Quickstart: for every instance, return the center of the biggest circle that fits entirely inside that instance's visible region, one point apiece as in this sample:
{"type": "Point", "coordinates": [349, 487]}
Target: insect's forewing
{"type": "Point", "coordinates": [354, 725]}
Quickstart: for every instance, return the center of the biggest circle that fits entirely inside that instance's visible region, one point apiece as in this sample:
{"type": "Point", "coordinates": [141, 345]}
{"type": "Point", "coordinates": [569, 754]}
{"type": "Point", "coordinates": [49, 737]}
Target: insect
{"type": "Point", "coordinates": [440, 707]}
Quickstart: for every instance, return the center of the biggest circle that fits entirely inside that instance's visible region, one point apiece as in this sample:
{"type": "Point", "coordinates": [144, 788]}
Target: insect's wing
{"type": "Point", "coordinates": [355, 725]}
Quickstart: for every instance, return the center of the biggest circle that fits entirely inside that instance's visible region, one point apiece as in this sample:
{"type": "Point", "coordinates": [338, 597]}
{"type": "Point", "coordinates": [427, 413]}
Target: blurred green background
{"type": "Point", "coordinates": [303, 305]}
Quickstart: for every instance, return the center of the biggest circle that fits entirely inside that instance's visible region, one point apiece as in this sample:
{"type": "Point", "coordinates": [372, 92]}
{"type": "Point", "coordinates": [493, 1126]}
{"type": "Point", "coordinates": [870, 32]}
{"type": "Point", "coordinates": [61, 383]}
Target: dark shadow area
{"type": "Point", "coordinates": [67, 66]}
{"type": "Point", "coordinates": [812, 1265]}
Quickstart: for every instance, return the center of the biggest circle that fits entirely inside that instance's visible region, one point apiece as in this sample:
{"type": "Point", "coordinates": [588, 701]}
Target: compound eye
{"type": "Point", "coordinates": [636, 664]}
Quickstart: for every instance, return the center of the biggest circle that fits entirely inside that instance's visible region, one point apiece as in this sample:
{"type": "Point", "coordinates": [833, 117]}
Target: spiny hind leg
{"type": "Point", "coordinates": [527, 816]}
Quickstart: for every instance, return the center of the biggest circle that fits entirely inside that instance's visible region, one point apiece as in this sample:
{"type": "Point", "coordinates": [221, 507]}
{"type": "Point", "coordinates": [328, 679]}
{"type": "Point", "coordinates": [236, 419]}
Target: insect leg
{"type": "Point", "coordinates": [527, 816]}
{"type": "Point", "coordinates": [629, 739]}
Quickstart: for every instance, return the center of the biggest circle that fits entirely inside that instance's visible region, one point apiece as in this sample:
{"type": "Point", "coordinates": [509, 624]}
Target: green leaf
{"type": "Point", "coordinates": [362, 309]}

Exercise aim: Retype the data exactly as given.

Worked solution:
Quickstart: for every instance, return the center of the biggest circle that fits entirely inside that instance's visible region, one point apiece as in this sample:
{"type": "Point", "coordinates": [349, 487]}
Target: insect's forewing
{"type": "Point", "coordinates": [354, 725]}
Quickstart: for every instance, return the center of the biggest circle that fits entirely inside that instance's visible region, one point apiece as in this sample:
{"type": "Point", "coordinates": [141, 345]}
{"type": "Point", "coordinates": [569, 754]}
{"type": "Point", "coordinates": [49, 737]}
Target: insect
{"type": "Point", "coordinates": [440, 707]}
Quickstart: for every instance, return the center of the biggest circle that fits entirely inside that instance's visible region, one point apiece as in this sample:
{"type": "Point", "coordinates": [144, 788]}
Target: insect's wing
{"type": "Point", "coordinates": [355, 725]}
Quickstart: for every instance, return the center of the biggest circle that fits entirely inside that instance's visible region, one point apiece as in this sample:
{"type": "Point", "coordinates": [338, 597]}
{"type": "Point", "coordinates": [427, 413]}
Target: blurred green background
{"type": "Point", "coordinates": [303, 305]}
Quickstart: for every instance, return the center of the biggest circle that fits entirely inside that instance's visible region, one point apiece as in this sample:
{"type": "Point", "coordinates": [372, 92]}
{"type": "Point", "coordinates": [493, 1126]}
{"type": "Point", "coordinates": [870, 32]}
{"type": "Point", "coordinates": [61, 383]}
Target: dark shadow area
{"type": "Point", "coordinates": [67, 66]}
{"type": "Point", "coordinates": [812, 1265]}
Quickstart: for every instance, return the center of the biggest circle that fits entirely inside that instance's visible region, one point apiece as in this sample:
{"type": "Point", "coordinates": [588, 701]}
Target: compound eye
{"type": "Point", "coordinates": [636, 664]}
Quickstart: for every instance, return the center of the biggest circle that fits entirely inside that instance's visible region, one point apiece as in this sample:
{"type": "Point", "coordinates": [833, 117]}
Target: spiny hind leg
{"type": "Point", "coordinates": [527, 816]}
Quickstart: for every instance, return the center of the biggest circle that fits entirely inside that instance's visible region, one point apiece as in this sample:
{"type": "Point", "coordinates": [221, 507]}
{"type": "Point", "coordinates": [328, 679]}
{"type": "Point", "coordinates": [236, 419]}
Target: insect leg
{"type": "Point", "coordinates": [527, 816]}
{"type": "Point", "coordinates": [629, 739]}
Quickstart: for every instance, return the center of the biggest circle that fits entirely inside that instance's visible region, one point apiece as in this sample:
{"type": "Point", "coordinates": [509, 624]}
Target: green leaf
{"type": "Point", "coordinates": [362, 309]}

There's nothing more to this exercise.